Start of Source document

Photo of a room with an orange institutional chair. Title lettering like newspaper cut outsSin is Due to Open in a Room Above Kitty’s, Morag Anderson

Fly on the Wall Press, 2021    £6.99

Searching for mercy

In this pamphlet, Morag Anderson writes powerfully about violence using visceral language. The poems gather a strength which speaks of injustice and mental illness. Hit by the explicit cruelty, they could be hard to stomach and, at times, I felt I was flying into a cliff face.

The poem ‘Two Doors Down’ is the first in the collection and sets the tone. It relates the horrific behaviour of a sexual predator. He’s the ‘daftest dad of our street,’ plausible until uncovered:

No-one collected his ashes.
They believe
he is burning yet.

In the title poem the narrator tells her desolate story of isolation and abuse. The world is an unforgiving enemy. She dulls her nights as a sex worker with alcohol while wearing ‘blue for luck’ and despising her client, ‘a rotting carcass’:

There is no animal husbandry
in this meat factory.

End of Source document
Start of Material to process

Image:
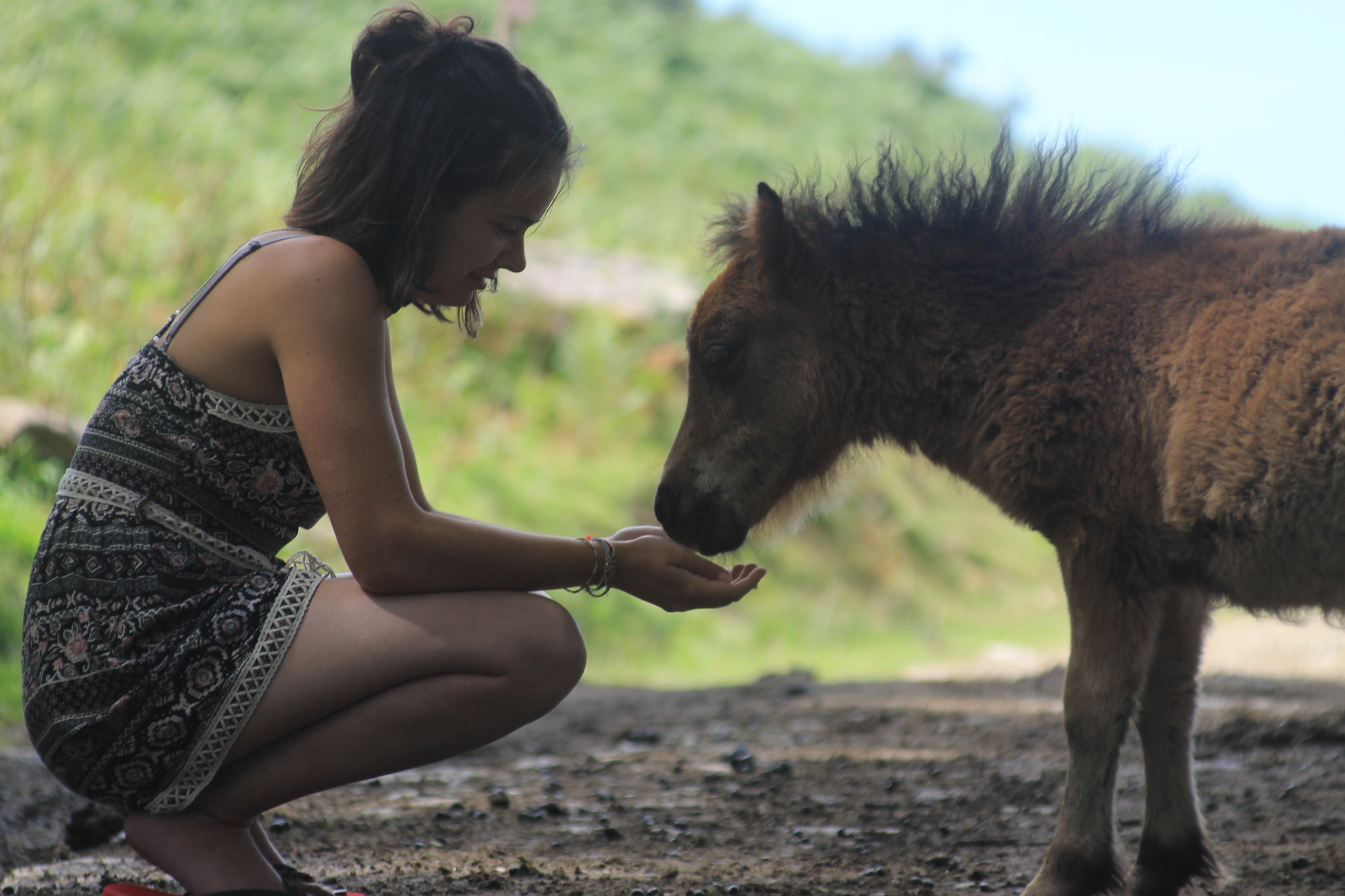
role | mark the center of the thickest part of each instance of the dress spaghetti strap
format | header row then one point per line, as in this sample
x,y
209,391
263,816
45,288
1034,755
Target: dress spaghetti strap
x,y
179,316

End of Material to process
Start of Material to process

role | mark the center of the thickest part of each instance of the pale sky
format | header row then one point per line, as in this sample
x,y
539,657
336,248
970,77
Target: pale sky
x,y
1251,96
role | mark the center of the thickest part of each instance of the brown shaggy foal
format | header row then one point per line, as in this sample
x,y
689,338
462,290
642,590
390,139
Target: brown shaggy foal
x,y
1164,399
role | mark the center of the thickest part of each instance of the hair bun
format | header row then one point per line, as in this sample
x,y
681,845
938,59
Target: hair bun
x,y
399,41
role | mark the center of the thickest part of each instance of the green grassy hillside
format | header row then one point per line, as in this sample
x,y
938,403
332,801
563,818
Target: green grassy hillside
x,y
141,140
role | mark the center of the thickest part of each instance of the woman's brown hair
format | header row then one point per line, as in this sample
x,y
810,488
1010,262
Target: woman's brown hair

End of Material to process

## Problem set
(a) In the pamphlet review, which poem is the first in the collection?
(b) Which lines in the entries contain the string "dress"? Pick out each one and copy it in full.

## Full solutions
(a) The first poem is "Two Doors Down."

(b)
role | mark the center of the thickest part of each instance of the dress spaghetti strap
Target: dress spaghetti strap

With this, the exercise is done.